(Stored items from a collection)
------------------------------------------------------------
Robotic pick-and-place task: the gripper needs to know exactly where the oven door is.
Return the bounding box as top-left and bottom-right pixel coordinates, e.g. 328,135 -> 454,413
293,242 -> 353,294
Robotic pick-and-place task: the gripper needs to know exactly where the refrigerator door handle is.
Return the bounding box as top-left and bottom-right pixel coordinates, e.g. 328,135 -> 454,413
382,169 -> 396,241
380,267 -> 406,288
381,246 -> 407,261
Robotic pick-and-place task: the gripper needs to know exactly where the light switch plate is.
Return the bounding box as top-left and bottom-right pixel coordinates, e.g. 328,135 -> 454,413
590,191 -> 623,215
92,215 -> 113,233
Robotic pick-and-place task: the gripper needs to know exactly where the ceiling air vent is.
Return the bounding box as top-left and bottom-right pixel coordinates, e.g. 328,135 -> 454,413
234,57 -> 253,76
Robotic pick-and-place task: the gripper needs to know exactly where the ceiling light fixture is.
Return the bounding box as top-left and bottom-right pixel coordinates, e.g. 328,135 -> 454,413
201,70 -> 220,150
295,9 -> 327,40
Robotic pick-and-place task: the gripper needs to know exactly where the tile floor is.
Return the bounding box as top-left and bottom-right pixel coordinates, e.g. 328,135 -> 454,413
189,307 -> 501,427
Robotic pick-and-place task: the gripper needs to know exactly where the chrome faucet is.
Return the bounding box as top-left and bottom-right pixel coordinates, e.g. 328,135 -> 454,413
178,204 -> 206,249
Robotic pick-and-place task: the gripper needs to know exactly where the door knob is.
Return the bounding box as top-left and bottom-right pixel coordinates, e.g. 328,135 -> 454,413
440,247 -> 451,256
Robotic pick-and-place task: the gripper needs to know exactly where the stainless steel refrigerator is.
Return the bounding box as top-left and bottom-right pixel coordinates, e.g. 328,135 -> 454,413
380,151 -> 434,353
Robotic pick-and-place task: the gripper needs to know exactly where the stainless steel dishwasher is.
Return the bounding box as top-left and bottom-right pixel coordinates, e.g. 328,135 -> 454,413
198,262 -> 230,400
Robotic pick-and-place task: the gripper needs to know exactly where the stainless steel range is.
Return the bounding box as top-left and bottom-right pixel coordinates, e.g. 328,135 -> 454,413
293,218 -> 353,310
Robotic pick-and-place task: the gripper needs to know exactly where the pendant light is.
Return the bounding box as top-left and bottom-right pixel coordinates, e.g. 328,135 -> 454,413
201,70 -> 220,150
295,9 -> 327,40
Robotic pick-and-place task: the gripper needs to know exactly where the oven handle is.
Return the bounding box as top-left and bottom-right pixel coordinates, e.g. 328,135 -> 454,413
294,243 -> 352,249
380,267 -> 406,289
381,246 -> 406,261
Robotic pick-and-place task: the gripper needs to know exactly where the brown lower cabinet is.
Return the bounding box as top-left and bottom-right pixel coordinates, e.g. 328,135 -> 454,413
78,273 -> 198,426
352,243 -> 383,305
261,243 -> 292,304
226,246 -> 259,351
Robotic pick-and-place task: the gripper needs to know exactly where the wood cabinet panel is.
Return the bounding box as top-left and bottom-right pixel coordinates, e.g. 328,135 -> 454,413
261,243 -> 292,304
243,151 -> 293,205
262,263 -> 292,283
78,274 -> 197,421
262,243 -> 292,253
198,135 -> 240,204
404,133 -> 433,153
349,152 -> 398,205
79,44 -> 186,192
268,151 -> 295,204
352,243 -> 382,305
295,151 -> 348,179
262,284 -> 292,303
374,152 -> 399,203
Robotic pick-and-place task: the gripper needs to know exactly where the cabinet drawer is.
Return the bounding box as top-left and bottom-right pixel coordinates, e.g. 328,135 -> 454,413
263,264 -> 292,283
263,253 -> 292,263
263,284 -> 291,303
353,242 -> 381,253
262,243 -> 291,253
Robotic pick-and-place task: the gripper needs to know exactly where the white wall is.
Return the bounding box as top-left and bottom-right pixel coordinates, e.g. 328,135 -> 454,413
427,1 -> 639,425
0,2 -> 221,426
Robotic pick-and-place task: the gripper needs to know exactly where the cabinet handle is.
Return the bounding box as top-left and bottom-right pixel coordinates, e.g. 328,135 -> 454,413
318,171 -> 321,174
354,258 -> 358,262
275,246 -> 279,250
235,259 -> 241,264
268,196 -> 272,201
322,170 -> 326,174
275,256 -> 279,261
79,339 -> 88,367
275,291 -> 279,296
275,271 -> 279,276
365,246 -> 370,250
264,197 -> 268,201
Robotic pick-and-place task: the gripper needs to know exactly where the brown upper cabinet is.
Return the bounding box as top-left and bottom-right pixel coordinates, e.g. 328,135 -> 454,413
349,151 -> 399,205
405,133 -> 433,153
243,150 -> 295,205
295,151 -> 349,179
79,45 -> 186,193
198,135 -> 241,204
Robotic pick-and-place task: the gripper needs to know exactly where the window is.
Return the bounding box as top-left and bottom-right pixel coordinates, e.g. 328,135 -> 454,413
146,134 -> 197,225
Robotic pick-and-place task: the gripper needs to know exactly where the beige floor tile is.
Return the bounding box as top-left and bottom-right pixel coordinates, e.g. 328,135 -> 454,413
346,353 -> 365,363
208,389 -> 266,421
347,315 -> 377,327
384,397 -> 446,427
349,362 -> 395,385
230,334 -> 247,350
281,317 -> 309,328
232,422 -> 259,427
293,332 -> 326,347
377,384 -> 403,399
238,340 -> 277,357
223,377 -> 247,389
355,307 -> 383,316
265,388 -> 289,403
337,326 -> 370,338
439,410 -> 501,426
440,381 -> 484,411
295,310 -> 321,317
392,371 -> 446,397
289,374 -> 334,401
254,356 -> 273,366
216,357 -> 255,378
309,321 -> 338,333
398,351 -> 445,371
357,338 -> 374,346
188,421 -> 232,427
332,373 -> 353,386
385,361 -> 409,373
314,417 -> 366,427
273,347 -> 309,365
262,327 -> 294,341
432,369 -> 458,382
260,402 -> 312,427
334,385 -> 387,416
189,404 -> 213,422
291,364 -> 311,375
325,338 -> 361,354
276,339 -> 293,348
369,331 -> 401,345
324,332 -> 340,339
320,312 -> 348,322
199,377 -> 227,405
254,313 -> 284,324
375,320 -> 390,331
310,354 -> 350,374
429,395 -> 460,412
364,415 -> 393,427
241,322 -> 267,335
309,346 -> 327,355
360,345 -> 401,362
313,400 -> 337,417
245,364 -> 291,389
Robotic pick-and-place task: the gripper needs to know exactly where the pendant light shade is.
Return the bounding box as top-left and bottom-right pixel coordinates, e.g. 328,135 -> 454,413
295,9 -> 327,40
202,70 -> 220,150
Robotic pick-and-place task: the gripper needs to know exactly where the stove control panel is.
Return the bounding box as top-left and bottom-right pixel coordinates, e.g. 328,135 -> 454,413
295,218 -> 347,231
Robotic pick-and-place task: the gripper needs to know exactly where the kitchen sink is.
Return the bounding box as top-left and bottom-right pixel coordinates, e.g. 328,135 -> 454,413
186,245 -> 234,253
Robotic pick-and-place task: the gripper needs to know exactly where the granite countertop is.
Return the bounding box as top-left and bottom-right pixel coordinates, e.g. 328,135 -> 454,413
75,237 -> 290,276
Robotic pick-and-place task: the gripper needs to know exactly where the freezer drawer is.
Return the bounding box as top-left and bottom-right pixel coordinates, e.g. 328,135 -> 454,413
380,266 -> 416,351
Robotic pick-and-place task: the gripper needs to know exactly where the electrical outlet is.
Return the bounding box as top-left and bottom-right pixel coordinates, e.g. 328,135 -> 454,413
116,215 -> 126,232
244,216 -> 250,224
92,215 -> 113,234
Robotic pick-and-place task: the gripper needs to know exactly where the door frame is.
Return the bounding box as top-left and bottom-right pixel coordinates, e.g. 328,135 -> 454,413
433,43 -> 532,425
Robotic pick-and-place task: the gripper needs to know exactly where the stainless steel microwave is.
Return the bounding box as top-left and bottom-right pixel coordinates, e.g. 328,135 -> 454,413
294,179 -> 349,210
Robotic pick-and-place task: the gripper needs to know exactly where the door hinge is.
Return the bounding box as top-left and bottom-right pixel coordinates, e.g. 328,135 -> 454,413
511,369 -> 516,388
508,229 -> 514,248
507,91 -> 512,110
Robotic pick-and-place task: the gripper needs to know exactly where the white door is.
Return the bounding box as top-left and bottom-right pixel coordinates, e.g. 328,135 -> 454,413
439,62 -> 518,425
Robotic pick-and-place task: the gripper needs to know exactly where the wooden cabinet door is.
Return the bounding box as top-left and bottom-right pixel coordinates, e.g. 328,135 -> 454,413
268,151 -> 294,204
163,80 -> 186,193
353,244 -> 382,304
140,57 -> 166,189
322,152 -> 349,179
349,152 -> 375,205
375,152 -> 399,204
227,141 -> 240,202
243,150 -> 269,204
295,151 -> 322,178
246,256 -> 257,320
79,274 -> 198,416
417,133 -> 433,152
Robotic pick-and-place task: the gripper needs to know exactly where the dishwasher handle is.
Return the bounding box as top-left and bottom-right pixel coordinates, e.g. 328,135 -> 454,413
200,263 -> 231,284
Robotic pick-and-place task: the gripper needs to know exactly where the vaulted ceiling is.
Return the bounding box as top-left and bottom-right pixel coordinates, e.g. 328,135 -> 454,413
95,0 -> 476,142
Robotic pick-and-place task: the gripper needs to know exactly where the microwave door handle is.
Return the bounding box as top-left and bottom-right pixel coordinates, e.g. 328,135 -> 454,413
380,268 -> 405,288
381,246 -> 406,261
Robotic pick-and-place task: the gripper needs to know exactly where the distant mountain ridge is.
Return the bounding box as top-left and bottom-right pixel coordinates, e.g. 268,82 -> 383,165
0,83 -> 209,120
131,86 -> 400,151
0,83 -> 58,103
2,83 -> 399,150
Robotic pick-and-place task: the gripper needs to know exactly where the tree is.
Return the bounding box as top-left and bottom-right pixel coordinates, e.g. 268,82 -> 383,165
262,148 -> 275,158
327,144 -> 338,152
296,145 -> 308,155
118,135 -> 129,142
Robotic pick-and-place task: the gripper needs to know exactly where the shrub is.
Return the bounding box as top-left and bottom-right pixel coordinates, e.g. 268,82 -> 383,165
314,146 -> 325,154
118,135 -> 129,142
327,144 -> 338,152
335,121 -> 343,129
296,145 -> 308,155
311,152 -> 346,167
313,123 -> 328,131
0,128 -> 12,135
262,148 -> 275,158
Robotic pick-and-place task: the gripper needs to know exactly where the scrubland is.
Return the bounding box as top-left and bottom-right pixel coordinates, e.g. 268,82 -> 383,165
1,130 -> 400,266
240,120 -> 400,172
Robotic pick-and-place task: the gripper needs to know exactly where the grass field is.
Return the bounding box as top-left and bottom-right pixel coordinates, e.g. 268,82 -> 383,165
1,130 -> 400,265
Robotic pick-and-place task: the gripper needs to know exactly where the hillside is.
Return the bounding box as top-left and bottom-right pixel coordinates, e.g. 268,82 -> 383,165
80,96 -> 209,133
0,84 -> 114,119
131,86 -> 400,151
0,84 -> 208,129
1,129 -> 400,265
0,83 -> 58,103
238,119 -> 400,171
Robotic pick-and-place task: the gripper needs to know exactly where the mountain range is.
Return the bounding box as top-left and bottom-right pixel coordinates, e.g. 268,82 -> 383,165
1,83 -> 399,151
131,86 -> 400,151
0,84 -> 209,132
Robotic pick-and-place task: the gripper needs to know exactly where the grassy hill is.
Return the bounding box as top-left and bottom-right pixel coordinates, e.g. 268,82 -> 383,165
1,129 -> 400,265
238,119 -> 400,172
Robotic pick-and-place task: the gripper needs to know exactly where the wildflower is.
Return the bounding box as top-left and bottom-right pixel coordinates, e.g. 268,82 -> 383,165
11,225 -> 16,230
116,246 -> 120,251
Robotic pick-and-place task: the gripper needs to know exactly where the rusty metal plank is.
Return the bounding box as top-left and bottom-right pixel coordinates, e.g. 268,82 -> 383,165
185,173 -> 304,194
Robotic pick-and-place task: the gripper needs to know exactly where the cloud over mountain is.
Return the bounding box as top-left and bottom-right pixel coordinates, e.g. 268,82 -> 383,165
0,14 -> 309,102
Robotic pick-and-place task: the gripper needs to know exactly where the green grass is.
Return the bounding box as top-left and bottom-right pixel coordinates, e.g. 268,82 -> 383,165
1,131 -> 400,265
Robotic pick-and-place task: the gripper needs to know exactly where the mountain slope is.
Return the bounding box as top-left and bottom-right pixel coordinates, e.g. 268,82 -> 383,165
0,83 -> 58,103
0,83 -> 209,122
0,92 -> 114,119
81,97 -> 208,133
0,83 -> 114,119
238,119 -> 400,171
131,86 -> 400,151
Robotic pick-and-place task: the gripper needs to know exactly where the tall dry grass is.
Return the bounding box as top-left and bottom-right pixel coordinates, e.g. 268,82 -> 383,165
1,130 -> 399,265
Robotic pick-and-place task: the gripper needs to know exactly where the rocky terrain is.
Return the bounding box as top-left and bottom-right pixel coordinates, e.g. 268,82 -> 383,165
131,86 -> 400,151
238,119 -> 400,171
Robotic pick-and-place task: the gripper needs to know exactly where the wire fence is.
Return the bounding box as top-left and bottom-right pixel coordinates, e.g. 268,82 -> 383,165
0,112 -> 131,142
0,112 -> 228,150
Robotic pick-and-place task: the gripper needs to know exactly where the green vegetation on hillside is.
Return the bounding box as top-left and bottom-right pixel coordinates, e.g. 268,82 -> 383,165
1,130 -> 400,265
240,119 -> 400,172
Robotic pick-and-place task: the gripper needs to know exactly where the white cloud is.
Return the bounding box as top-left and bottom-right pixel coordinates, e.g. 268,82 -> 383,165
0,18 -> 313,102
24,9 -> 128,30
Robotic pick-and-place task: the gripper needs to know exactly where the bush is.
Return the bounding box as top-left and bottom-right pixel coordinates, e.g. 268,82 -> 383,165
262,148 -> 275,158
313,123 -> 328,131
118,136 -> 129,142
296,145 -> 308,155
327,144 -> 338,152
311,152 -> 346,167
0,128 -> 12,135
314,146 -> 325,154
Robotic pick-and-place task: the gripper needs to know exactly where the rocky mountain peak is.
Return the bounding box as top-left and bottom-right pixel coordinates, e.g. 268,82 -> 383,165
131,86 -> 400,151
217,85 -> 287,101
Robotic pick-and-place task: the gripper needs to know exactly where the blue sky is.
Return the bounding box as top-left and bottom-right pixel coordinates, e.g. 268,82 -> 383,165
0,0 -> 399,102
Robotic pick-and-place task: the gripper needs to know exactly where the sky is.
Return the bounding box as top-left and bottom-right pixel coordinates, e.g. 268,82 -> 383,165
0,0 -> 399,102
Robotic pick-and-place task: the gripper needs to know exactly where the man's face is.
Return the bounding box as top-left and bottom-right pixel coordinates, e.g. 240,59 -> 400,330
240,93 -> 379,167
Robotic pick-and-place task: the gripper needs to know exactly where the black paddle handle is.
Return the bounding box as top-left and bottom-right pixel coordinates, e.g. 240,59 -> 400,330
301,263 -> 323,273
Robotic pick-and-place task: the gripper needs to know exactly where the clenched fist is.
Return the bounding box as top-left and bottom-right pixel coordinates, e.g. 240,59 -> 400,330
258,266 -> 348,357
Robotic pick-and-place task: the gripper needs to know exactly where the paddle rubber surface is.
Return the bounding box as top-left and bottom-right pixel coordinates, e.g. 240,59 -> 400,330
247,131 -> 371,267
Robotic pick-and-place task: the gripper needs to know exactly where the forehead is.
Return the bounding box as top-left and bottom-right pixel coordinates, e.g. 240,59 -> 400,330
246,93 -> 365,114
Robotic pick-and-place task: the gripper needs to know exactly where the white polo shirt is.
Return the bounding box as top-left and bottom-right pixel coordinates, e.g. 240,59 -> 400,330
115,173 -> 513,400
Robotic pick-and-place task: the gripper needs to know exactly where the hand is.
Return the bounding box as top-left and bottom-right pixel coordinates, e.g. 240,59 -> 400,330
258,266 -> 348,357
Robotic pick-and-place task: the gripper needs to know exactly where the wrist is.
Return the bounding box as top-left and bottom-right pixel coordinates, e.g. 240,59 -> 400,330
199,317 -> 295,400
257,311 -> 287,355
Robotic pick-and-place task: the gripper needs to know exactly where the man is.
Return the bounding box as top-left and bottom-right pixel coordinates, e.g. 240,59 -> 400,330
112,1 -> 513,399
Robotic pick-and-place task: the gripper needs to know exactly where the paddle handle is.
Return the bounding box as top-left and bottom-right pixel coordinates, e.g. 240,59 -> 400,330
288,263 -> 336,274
------------------------------------------------------------
Task objective:
Going back to the entries above, set down exactly the lines that begin at the one with "kitchen sink is." and end at the one with "door hinge is.", both included, and nothing else.

Response below:
Robotic pick-and-place task: the gripper needs to know exactly where the kitchen sink is.
Return the bounding box as top-left and bottom-right pixel coordinates, e.g. 328,135 -> 454,413
186,245 -> 234,253
Robotic pick-and-place task: the gripper needs to know exactly where the granite countertop is.
Return the bounding box as top-left and bottom-right pixel coordinates, e.g. 328,135 -> 454,413
75,237 -> 290,276
Robotic pick-and-place task: the gripper needs to know exactly where the freezer drawer is.
Return the bounding box as top-left and bottom-right pixel coordinates, e.g. 328,135 -> 454,413
380,266 -> 416,351
Robotic pick-and-place task: the gripper needs to know exactly where the electrical outlet is.
Return the bounding box as top-left and bottom-right pixel coordinates, e.g. 328,135 -> 454,413
116,215 -> 126,232
244,216 -> 250,224
92,215 -> 113,234
Robotic pick-and-place task: the gripper needs to know exactly where the door frame is.
Return the bounding box as top-left and bottom-right pixel coordinates, e.g. 328,135 -> 454,413
433,43 -> 532,425
Robotic pick-and-place task: the gripper needs to know exactly where the stainless steel microwave is.
Return the bounding box as top-left and bottom-right pixel coordinates, e.g. 328,135 -> 454,413
294,179 -> 349,210
Robotic pick-and-place task: the gripper needs to know exactly where the door hinge is.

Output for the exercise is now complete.